Selection =
Adjust your supplier-selection practices to be able to engage the right supplier for the right activity and develop suppliers to meet your total needs.

The successful supplier for manufacturing and production is frequently not the ideal supplier for product development.  Adjust your supplier-selection practices to be able to engage the right supplier for the right activity and develop suppliers to meet your total needs.

It seems universal that those suppliers that are best for our business with regard to long-term manufacturing and production, are not the suppliers we can count on to work hand-in-hand with us when we are developing our designs.  If you happen to be a supplier to other manufacturers, then listen up and learn how to blow your competition away.

It’s a shame, but in many years of product development, focused on improving product development practices, I have only rarely encountered a supplier that was both helpful and responsive during the product development process and also efficient and quality-cost balanced well enough to retain supply contracts after product launch. For the most part, suppliers were either one or the other, but not both.

In our many struggles to improve product development, we tried a wide variety of things to try and somehow close the gap and get our total needs met.  Let me share some lessons and suggestions to help overcome the problems.

First, let’s review the problems.  Generally, because price is for consumers and producers alike the greatest deciding factor, we tend to select the supplier that can meet our quality and volume needs with the best price.  Unfortunately, many times those suppliers very good at consistent volume production are not very responsive when it comes to experimenting or developing.

It seems that the mentality and strategy of minimizing overhead and maximizing efficiency leaves little room for engineering expertise to be available to consult with customers or for capital equipment to be available to run tests or experiments.  During the product development process, this can be a problem.

When we need quick answers concerning production capabilities, quality capabilities, or even design assistance, our volume and consistency focused partners are not much help.  As a result we slow down to wait for answers or we make assumptions and pray.  Both often result in expensive and potentially damaging problems at product testing and launch.

The alternative is to engage smaller, more responsive suppliers during design development.  Smaller, more custom-order focused suppliers tend to be very helpful during design development.  They are often eager for more business and willing to bend over backwards to secure it, and they have a business structure better suited to supplying design expertise and advice.

Unfortunately, as product sales take off and demand increases, these more agreeable suppliers often run short of capacity, or consistency, or price point in order to meet our long-term production needs.  We can’t win.

We can enter into business with one, intending all along to switch suppliers later, after production ramps up, and we might even establish our contracts to facilitate that, but what works well for one supplier doesn’t always work for another.  Sometimes the handoff can be much more expensive or problematic than we hoped.

So, what can we do?  My best suggestion, based on experience with businesses that have addressed this conundrum for years, is to initiate a long-term strategy to change the environment of the game.  This strategy is easier if your business also has long-term technology and product roadmaps.

To solve the problem, we must first, change our supplier selection criteria and planning practices.  Second, we must begin developing long-term relationships with our suppliers so we can guide their growth and evolution to help meet our needs and expectations. 

First, let’s talk about changing how we select our suppliers.  When we don’t have suppliers that can do both product development and long-term production well, we need to plan on making a switch.  As we do this we need to keep a few vital issues in mind.

Data lines =
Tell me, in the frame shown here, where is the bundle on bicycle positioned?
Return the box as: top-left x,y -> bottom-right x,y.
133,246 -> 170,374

Exercise details = Resume the article on supplier selection for product development, starting after its final sentence. These lines have no connection to the supplier-selection article.

Solved problem =
  • The switch needs to be seamless
  • We want to develop long-term relationships
  • We can’t perfectly predict the future

When we are in the product development process and we are selecting suppliers, consult with both extremes.  Find out what the long-term, low-cost suppliers believe they can do and get their bids if you can.  Set your terms for help and assistance during product development assistance and make them bold.  Let your supplier know that if they fail to satisfy during product development, they don’t get the long-term production.  If they are honest about their business they will confess to being concerned about meeting your development needs.

Likewise, talk with your amiable, development-helpful suppliers.  Outline the same set of expectations, but also talk about the long-term production expectations and price points.  Again, if they are honest with you, they will tell you if they are concerned with meeting your long-term needs/

It’s difficult sometimes, but the honest answers from your suppliers are very important.  One way to try and get the truth, instead of risky or false promises, is to communicate up front that you want to develop a long-term relationship with these suppliers for numerous product development efforts going forward, so knowing now what can be done is vital and as their capabilities develop, more contracts can be negotiated in the future.  Naturally, if they can’t meet their promises, future business bets are off.

Once you have a good feel for what suppliers can meet what needs, be transparent about how you plan to satisfy your needs.  Suppose that for today, you need to plan a switch from one to the other.  Be transparent and communicate your plan.

Let your development suppliers know that you want them to be your development partners, that you value their help, and that you will promise them the production contract for as long as they can continue to meet production rates and prices that fit your product profile.  Plan a reducing production cost profile that leads to the production promises of you high-volume, long-term production partner.

Likewise, let your long-term supplier know that you like their numbers for sustained production and would like to revisit their bid in the future and award them a contract for the production when the launch process is complete and the volumes are appropriate.

Be sure to encourage both suppliers to think about closing the gap in the future.  For small, responsive, growing suppliers, the promise of future work with a stable customer can help the business case to grow or develop the business to better meet long-term production needs.  For large, higher volume suppliers the idea that revenues from a stable customer can be captured from the very beginning, instead of later, post-hand-off, can be justification to increase overhead and provide the development service they don’t today.

Ideally, in the long term, one or more of your suppliers will begin to close the gap, and in the future you won’t need to plan on a hand-off.  In the short term, when the hand-off is necessary, there are a couple of practices that need to be seriously considered.

The first practice concerns tooling or similar capital equipment that a supplier uses on your behalf.  Most of us contract the supplier to create, own, and maintain the tooling.  It’s easier from an accountability standpoint concerning maintenance and wear, and our accountants would just assume not have the assets to muck up the books.  Unfortunately, when it comes time for the hand-off, we need to have a plan for how tooling should be transferred.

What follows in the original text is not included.